_TASK_. Reproduce every item below without changing a single character.

_RECORDS SUPPLIED_.
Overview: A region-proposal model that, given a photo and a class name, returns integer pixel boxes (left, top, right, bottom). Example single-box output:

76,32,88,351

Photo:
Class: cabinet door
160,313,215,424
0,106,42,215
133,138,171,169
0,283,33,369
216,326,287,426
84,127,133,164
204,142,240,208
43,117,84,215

_REPLY TO THE EXERCISE_.
Overview: A region-proposal model that, given a photo and a class name, returns integer pixel boxes (left, top, right, bottom). Example single-box output:

76,32,88,351

Photo:
Class: cabinet door
160,313,215,424
0,106,42,215
133,138,171,169
0,283,33,369
216,326,287,426
84,127,133,164
204,142,240,208
43,117,84,215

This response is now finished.